▶ [Study text]

RicherMans / Dasheng

Source for the Interspeech 2024 Paper "Scaling up masked audio encoder learning for general audio classification"
Apache License 2.0
44 stars 3 forks source link

About downstream task on audioset classification or clap #7

Closed haidog-yaqub closed 3 months ago

haidog-yaqub commented 3 months ago

Thank you for the amazing work!

Have you explored to fine-tune this model on downstream tasks such as audioset or clap? It is excited to finally see a 1d audio foundation model which will be way friendly for down-stream sequential tasks such as sound event detection, speech phoneme recognition! Would this method still be robust as 2d methods on audioset?

RicherMans commented 3 months ago

Hey there @haidog-yaqub , thanks for your interest!

Have you explored to fine-tune this model on downstream tasks such as audioset or clap?

Surely I did fine-tune it on Audioset, using CED. Performance is alright, reaching mAP of 49.7 for the base model. I made the checkpoint available if you would like to use it:

from typing import Any, Mapping
import dasheng
import torch

class DashengAudiosetClassifier(torch.nn.Module):

    def __init__(self) -> None:
        super().__init__()
        self.dashengmodel = dasheng.dasheng_base()
        self.classifier = torch.nn.Sequential(torch.nn.LayerNorm(self.dashengmodel.embed_dim), torch.nn.Linear(self.dashengmodel.embed_dim, 527))

    def load_state_dict(self, state_dict: Mapping[str, Any], strict: bool = True, assign: bool = False):
        self.dashengmodel.load_state_dict(state_dict, strict=False)
        for_classifier_dict = {}
        for k,v in state_dict.items():
            if 'outputlayer' in k:
                for_classifier_dict[k.replace('outputlayer.','')]  = v
        self.classifier.load_state_dict(for_classifier_dict)
        return self

    def forward(self, x):
        x = self.dashengmodel(x).mean(1)
        return self.classifier(x).sigmoid()

mdl = DashengAudiosetClassifier()

▶ [Supplied information]
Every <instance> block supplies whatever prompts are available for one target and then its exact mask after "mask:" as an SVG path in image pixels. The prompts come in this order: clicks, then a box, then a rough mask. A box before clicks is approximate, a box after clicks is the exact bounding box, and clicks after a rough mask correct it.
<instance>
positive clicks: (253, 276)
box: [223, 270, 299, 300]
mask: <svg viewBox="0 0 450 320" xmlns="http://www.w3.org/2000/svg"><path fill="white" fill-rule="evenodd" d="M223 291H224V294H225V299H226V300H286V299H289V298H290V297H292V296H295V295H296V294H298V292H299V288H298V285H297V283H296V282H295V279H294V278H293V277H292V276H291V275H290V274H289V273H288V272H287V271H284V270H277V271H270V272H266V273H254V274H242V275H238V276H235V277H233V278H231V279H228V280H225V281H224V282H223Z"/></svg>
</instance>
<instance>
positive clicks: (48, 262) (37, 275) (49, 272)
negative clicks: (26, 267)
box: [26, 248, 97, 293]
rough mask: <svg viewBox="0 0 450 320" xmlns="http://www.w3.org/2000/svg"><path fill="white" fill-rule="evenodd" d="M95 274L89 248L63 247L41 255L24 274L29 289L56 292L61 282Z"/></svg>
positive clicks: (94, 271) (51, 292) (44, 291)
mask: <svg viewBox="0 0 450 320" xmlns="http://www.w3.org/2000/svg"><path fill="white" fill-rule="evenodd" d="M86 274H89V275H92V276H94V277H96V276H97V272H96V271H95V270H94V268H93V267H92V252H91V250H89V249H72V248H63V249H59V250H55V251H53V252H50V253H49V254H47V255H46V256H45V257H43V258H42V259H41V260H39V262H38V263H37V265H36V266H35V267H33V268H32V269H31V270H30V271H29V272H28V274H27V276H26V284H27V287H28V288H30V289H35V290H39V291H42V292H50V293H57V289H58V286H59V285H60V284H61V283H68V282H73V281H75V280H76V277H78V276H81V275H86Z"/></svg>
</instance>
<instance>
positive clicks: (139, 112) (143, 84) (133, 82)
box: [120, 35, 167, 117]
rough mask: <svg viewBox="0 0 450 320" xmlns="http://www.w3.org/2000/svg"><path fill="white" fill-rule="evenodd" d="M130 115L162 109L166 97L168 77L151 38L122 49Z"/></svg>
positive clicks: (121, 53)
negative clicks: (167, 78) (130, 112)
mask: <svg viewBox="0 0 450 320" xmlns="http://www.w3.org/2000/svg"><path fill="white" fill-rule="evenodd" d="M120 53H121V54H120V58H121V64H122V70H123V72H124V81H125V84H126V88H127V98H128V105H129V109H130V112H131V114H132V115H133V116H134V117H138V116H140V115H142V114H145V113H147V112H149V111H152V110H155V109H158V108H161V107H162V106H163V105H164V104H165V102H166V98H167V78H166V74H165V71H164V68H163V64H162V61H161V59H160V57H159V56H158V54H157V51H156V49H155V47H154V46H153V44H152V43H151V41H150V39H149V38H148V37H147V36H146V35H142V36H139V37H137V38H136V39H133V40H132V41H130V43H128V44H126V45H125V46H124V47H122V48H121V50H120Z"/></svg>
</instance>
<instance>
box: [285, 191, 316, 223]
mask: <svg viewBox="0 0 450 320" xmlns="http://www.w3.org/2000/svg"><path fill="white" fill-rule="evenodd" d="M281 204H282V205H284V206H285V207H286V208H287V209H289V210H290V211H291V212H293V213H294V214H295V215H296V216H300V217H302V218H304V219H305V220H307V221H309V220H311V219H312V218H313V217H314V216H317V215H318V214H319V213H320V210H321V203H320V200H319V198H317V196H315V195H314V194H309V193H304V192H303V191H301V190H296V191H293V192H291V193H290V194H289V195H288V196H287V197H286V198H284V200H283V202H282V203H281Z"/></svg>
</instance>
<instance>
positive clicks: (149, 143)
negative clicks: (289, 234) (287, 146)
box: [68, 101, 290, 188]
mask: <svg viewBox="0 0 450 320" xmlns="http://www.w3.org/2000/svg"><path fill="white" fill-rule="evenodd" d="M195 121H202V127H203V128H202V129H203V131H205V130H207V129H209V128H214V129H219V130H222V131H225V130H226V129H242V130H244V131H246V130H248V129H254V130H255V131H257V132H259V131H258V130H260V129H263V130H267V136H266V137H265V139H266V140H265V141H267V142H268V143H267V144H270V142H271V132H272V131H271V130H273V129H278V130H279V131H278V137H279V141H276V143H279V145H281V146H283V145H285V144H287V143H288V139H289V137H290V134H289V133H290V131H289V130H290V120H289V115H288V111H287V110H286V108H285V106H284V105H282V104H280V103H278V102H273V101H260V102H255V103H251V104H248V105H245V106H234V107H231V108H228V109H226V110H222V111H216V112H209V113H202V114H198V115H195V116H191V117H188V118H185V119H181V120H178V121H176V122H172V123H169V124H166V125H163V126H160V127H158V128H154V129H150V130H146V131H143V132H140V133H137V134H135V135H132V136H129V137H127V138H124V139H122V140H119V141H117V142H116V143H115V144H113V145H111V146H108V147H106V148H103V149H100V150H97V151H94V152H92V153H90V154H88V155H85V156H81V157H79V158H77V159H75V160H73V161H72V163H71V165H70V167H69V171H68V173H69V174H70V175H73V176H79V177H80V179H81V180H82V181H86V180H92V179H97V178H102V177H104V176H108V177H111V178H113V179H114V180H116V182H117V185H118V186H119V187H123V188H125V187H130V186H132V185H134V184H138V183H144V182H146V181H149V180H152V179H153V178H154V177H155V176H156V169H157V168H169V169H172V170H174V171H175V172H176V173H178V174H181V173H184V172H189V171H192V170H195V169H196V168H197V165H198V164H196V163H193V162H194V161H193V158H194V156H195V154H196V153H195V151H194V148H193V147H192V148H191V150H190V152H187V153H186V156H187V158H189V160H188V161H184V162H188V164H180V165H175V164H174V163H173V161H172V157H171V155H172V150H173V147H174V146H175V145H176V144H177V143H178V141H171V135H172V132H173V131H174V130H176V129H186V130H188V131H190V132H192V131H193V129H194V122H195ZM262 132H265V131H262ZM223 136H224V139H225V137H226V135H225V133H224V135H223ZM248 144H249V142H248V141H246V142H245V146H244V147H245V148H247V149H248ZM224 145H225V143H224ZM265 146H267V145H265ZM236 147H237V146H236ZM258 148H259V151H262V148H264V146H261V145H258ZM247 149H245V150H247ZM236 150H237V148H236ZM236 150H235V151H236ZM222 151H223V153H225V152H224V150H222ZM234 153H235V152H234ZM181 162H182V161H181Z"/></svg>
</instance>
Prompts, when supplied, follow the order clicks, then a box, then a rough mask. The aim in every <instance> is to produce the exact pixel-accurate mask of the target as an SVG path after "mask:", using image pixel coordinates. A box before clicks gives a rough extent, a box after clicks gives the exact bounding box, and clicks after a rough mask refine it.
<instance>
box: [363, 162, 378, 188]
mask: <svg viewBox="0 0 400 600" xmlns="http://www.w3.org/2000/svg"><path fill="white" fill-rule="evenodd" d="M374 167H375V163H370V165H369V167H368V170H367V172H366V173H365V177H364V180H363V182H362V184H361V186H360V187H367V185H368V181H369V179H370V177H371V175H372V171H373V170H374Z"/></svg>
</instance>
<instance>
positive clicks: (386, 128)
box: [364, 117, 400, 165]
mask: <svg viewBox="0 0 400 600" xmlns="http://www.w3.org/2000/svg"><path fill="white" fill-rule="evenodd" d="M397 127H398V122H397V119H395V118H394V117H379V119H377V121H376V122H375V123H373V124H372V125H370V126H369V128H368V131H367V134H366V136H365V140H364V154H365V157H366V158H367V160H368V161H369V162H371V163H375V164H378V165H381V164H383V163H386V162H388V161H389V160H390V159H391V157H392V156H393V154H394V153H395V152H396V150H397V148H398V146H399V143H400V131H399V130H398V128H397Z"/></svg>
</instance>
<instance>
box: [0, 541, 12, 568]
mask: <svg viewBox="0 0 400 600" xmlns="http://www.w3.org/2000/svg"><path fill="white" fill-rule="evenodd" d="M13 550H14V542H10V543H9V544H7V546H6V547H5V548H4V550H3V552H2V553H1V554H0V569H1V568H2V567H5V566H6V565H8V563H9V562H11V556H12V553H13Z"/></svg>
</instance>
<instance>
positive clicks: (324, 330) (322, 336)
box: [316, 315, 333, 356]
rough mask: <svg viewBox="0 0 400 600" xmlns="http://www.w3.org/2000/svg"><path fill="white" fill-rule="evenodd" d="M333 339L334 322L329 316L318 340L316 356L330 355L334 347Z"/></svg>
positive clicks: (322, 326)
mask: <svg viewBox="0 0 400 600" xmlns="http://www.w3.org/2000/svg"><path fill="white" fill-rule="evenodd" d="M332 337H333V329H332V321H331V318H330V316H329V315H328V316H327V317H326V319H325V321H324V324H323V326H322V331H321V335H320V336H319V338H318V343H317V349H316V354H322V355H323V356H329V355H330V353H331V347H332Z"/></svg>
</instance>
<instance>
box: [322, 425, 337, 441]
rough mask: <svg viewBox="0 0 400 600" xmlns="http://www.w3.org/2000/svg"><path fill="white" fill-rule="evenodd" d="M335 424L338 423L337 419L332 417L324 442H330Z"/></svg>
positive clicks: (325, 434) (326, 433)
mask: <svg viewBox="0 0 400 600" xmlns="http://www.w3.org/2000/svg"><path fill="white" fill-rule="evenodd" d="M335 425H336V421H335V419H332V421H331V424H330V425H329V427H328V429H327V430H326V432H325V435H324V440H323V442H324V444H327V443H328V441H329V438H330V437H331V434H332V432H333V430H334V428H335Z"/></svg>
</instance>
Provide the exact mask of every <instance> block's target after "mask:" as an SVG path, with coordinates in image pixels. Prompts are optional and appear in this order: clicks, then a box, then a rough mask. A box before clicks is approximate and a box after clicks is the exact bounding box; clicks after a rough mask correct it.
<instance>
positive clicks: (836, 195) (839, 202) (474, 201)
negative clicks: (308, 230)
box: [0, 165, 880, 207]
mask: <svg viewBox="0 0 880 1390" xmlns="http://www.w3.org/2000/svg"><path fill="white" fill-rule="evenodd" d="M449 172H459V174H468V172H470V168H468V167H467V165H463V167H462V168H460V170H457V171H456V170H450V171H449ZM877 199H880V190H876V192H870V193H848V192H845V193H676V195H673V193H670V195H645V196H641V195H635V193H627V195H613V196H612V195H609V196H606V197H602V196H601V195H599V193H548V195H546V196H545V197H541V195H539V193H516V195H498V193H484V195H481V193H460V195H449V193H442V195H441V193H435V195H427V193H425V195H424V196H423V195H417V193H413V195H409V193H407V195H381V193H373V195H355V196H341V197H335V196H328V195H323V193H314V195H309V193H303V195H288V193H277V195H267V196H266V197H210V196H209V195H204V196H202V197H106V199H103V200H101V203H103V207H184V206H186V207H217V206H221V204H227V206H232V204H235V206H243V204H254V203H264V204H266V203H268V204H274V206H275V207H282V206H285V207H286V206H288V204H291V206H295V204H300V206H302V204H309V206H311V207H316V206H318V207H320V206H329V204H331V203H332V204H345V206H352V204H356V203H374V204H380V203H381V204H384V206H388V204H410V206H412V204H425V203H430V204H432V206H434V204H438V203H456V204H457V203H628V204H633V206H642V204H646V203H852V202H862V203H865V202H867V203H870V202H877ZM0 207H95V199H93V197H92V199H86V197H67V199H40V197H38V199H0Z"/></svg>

▶ [Problem set]
a – In the Dasheng issue thread, what mAP does the fine-tuned base model reach on Audioset?
b – According to the Dasheng issue thread, why is the user glad to see a 1d audio foundation model?
c – Carry the Dasheng issue thread forward from its final line of code.

▶ [Answers given]
a – It reaches an mAP of 49.7.

b – The user expects a 1d audio foundation model to be much friendlier for downstream sequential tasks. The thread gives sound event detection and speech phoneme recognition as examples.

c –
check = torch.hub.load_state_dict_from_url('https://zenodo.org/records/13315686/files/dasheng_audioset_mAP497.pt?download=1',map_location='cpu')
mdl.load_state_dict(check)

mdl(torch.randn(1, 16000))

I also added the above codescript to the README for future use.

It is excited to finally see a 1d audio foundation model which will be way friendly for down-stream sequential tasks such as sound event detection, speech phoneme recognition!

Yeah thanks for the comment, so obviously my baseline uses patches, but patches are you know not very "general". In HEAR, I would get ~ + 5 points of performance for FSD50k across all dasheng-models when using patches, but I loose performance for Maestro ( musical notes, frame-level) and DCASE2016 ( Sound event onset). In most cases patches are too coarse in their time resolution, which would not work for tasks as you said like phoneme recognition. Also to the best of my knowledge, ASR does not work well with inputs coarser than 40ms, that's why dasheng uses this "magic number".

Would this method still be robust as 2d methods on audioset?

Yeah I think so, at least the clip-level performance seems to be outperforming pretty much everything available except for CED-base. You can have a try yourself! :D

haidog-yaqub commented 3 months ago

Hey there @haidog-yaqub , thanks for your interest!

Have you explored to fine-tune this model on downstream tasks such as audioset or clap?

Surely I did fine-tune it on Audioset, using CED. Performance is alright, reaching mAP of 49.7 for the base model. I made the checkpoint available if you would like to use it:

from typing import Any, Mapping
import dasheng
import torch

class DashengAudiosetClassifier(torch.nn.Module):

    def __init__(self) -> None:
        super().__init__()
        self.dashengmodel = dasheng.dasheng_base()
        self.classifier = torch.nn.Sequential(torch.nn.LayerNorm(self.dashengmodel.embed_dim), torch.nn.Linear(self.dashengmodel.embed_dim, 527))

    def load_state_dict(self, state_dict: Mapping[str, Any], strict: bool = True, assign: bool = False):
        self.dashengmodel.load_state_dict(state_dict, strict=False)
        for_classifier_dict = {}
        for k,v in state_dict.items():
            if 'outputlayer' in k:
                for_classifier_dict[k.replace('outputlayer.','')]  = v
        self.classifier.load_state_dict(for_classifier_dict)
        return self

    def forward(self, x):
        x = self.dashengmodel(x).mean(1)
        return self.classifier(x).sigmoid()

mdl = DashengAudiosetClassifier()
check = torch.hub.load_state_dict_from_url('https://zenodo.org/records/13315686/files/dasheng_audioset_mAP497.pt?download=1',map_location='cpu')
mdl.load_state_dict(check)

mdl(torch.randn(1, 16000))

I also added the above codescript to the README for future use.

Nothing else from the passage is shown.